== Page extract

But this persistent carefulness, attentiveness, has to be active from moment to moment, all the time. We are not talking about observing only extreme mental anguish. There are psychological elements processing in us in every instant, and the majority of them are harmful. In the book The Revolution of the Dialectic, Samael Aun Weor stated, "97% of human thoughts are negative and harmful." Seems like a lot. It is very rare for a virtuous thought to arise, therefore we have to be extremely disciplined in our attention, observing our mind, observing our heart, and observing the impulses to act.

A teacher or a guide, in any Gnostic school or in any religious school, should teach in that way, should teach the student to be self-reliant, not dependent. And unfortunately, this is rare. Most schools or religions want to gather followers, want to make people attached, to make them stay. The Christ does not seek to gain attachment. The Christ is love and wants each one to be himself, to be self-reliant, to be strong, to be independent, to act free of any cage.

====

Aim 1:
Starting at the beginning of the entries and ending at the line that contains "pixel 1246 251", can you format those lines as a JSON list of strings, one string per line, leaving out blank lines and the pictures?

== Data shown

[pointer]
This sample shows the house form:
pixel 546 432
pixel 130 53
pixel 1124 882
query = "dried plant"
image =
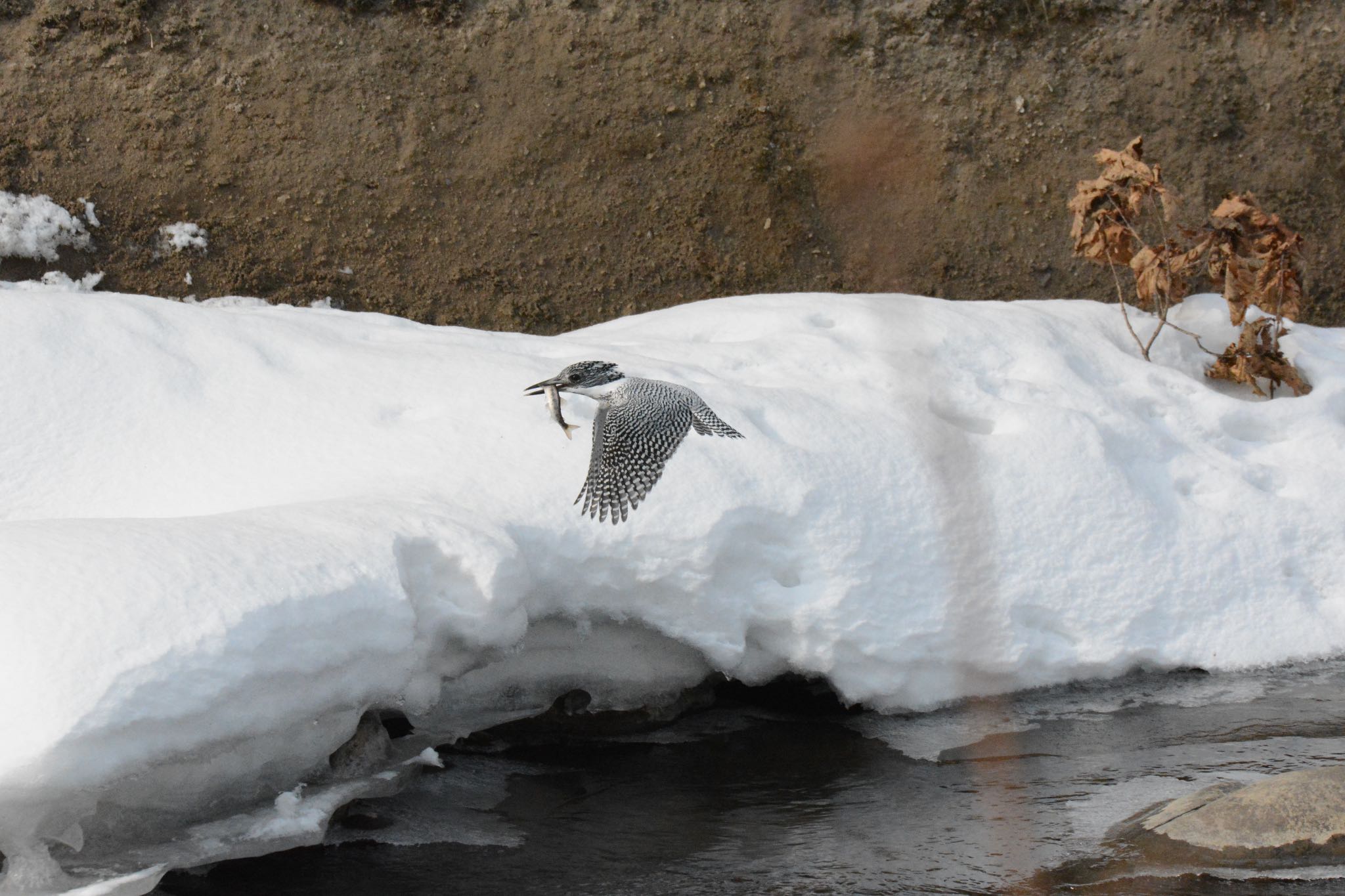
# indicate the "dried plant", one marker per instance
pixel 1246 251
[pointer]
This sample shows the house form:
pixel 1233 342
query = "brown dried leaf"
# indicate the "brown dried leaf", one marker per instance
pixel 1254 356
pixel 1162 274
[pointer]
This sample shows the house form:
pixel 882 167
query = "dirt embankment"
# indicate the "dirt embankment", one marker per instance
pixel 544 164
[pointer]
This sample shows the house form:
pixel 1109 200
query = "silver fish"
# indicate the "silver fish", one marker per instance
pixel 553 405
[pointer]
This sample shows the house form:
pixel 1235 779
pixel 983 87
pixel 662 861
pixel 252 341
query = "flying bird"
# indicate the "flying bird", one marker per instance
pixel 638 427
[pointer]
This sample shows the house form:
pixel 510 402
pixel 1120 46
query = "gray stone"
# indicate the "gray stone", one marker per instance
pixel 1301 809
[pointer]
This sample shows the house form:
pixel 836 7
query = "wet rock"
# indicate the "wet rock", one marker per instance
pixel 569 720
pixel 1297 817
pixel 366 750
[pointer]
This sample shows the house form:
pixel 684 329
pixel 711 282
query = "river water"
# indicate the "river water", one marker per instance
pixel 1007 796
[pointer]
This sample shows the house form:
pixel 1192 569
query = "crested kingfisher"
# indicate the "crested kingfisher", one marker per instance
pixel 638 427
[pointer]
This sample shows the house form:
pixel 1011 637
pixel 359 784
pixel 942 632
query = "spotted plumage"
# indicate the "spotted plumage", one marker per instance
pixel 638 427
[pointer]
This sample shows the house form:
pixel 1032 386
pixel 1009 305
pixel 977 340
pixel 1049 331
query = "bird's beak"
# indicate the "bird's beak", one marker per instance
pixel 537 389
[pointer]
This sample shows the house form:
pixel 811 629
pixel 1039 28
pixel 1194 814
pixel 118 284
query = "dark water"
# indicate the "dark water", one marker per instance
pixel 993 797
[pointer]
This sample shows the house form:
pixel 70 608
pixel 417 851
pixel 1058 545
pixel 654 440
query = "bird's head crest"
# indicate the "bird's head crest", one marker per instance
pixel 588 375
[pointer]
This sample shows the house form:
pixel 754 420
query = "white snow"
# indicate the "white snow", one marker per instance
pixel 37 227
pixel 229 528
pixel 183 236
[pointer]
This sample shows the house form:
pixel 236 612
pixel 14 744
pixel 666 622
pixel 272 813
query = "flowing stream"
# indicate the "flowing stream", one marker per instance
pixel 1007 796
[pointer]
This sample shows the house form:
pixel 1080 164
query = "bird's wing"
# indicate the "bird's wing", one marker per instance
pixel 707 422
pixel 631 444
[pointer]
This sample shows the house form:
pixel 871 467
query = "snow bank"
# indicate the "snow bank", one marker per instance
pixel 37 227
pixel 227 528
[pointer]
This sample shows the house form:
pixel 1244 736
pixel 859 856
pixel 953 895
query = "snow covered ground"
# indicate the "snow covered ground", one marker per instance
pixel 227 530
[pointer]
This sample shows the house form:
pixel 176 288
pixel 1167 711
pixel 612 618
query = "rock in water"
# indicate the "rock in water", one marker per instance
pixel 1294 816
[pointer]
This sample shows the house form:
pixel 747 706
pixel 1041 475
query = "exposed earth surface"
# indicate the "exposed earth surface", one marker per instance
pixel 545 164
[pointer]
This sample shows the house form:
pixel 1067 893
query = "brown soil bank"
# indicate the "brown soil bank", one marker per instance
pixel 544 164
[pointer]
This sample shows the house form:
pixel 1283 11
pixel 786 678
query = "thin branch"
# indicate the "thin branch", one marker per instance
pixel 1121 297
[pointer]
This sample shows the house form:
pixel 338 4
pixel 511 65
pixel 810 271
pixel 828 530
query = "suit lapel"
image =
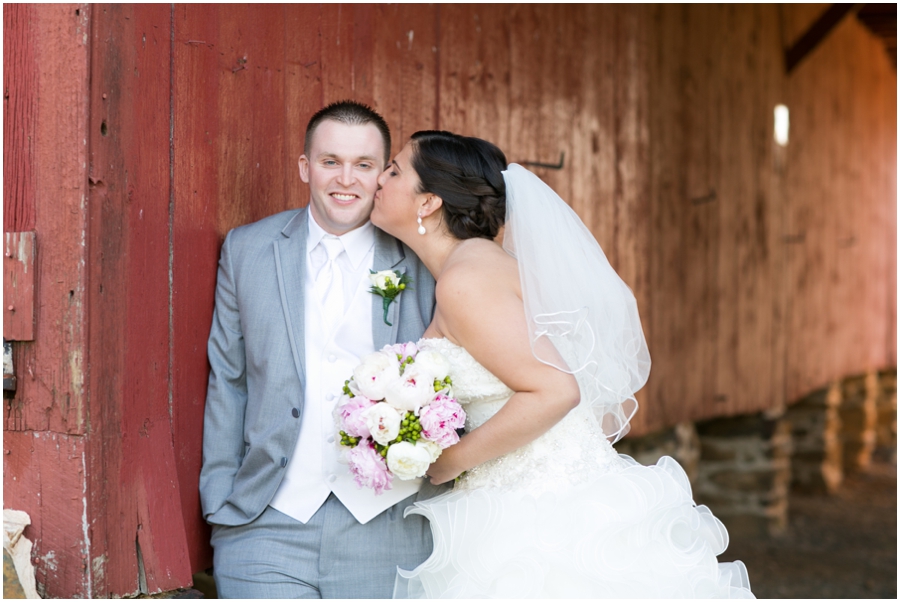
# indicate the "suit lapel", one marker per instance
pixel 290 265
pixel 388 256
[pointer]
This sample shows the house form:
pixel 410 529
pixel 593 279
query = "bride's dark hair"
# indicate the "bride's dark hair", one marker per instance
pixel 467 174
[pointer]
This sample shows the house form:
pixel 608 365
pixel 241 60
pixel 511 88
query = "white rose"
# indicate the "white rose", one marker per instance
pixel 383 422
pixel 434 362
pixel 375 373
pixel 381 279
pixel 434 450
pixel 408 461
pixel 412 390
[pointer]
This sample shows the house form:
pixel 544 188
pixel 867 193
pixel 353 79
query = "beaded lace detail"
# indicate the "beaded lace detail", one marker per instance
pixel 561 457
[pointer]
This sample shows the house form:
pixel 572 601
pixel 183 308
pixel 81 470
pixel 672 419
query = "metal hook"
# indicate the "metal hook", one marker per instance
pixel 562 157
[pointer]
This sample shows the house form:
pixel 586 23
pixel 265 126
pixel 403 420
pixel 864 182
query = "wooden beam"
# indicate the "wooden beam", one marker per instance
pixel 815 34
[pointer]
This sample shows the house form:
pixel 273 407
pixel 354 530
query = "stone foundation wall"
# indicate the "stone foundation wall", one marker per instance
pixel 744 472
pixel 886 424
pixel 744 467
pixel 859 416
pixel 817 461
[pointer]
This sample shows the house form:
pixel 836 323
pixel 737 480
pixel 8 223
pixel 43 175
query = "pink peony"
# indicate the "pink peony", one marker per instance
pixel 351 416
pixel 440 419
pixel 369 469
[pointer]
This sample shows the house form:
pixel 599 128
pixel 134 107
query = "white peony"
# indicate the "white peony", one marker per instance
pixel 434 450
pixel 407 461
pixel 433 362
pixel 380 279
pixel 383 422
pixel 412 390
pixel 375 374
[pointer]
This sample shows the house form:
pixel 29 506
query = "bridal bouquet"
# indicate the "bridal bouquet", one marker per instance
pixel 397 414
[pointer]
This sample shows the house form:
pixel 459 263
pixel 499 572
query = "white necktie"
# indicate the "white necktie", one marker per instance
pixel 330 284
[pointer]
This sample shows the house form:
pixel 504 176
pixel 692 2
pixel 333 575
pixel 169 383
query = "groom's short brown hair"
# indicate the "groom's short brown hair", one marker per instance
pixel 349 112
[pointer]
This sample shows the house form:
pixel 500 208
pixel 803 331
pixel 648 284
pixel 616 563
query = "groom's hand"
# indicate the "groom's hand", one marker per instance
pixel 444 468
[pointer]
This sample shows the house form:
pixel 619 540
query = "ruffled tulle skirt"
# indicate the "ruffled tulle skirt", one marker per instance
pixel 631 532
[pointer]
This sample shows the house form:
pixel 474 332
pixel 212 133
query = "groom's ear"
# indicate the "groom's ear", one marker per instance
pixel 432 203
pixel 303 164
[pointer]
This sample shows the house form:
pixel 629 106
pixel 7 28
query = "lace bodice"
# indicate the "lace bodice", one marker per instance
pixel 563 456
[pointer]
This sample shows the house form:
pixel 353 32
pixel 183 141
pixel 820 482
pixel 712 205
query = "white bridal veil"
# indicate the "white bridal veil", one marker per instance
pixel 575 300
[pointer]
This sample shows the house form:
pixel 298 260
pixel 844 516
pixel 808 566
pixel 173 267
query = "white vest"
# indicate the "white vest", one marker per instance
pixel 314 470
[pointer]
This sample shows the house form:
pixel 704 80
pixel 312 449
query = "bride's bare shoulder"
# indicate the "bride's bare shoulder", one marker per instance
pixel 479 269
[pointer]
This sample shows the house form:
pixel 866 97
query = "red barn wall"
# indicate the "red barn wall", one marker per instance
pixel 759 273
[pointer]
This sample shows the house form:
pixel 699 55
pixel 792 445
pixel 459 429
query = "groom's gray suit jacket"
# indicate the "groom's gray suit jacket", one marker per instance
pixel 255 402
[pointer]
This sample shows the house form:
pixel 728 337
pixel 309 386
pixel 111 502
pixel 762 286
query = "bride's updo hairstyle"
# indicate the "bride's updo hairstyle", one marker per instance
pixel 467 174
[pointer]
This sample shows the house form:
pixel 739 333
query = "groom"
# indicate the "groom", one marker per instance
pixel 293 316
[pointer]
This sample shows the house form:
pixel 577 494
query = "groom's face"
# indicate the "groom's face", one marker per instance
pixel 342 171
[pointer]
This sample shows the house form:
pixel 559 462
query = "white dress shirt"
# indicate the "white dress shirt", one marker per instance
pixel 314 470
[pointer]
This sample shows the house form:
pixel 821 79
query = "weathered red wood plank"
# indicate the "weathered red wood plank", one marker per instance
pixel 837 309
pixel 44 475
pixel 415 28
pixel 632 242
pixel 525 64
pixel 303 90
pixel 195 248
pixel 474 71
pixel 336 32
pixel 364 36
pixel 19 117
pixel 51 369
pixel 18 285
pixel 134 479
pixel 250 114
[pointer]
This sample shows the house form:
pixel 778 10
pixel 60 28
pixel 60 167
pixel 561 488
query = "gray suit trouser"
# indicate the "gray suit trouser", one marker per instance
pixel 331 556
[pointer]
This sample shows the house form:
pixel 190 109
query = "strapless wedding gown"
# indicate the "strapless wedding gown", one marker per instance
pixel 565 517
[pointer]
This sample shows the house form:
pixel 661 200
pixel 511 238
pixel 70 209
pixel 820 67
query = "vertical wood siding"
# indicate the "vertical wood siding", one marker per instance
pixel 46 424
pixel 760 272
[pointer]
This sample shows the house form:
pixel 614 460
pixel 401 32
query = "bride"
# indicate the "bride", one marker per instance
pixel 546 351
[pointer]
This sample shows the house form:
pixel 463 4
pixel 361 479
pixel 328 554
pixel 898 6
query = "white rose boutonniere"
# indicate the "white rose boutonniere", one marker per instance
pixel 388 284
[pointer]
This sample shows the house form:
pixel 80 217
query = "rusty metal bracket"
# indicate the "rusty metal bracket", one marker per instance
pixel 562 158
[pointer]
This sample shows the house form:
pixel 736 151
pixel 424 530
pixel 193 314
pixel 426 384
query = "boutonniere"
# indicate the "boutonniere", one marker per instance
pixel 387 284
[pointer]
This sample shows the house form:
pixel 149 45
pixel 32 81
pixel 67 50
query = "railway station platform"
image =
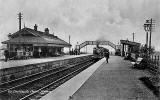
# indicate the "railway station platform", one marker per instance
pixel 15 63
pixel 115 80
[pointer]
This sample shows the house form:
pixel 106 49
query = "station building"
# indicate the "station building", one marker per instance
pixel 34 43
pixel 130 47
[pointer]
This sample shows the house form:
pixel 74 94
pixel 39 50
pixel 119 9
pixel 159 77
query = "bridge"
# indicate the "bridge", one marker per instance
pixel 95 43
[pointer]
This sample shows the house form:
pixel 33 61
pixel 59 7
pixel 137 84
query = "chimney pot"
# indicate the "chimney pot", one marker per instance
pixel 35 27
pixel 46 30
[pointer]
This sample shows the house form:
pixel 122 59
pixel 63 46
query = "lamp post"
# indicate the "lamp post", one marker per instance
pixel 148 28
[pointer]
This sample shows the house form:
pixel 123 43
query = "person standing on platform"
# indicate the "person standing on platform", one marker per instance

====

Aim 2:
Can you resume the passage on attentiveness and self-reliance, continuing after its last sentence?

Final answer 1:
[
  "[pointer]",
  "This sample shows the house form:",
  "pixel 546 432",
  "pixel 130 53",
  "pixel 1124 882",
  "query = \"dried plant\"",
  "image =",
  "# indicate the \"dried plant\", one marker per instance",
  "pixel 1246 251"
]

Final answer 2:
Cages are in the mind. A religion can become a cage, a theory, a doctrine, an education, a tradition; these are cages for the mind and they limit our capacity to think intelligently, comprehensively, integrally.

For example, in this school we do not take attendance. We do not put any rules on students, and some people think that is strange. In some schools, you will find a lot of rules, a lot of requirements, such as to go from one level to the next you have to have perfect attendance, so they keep detailed logs. Or you have to perform certain kinds of actions or donate a certain amount of money, or be there a certain period of time; but see, all of these are forces of external discipline, and they generate in the student dependence and fear. Rather than the student becoming inspired to practice the teachings spontaneously because they sincerely recognize the genuine value of it, they come to class because they do not want to be excluded, or they do not want to be exiled, or they do not want to be rejected, or they want to be saved. This is harmful. This does not benefit anyone.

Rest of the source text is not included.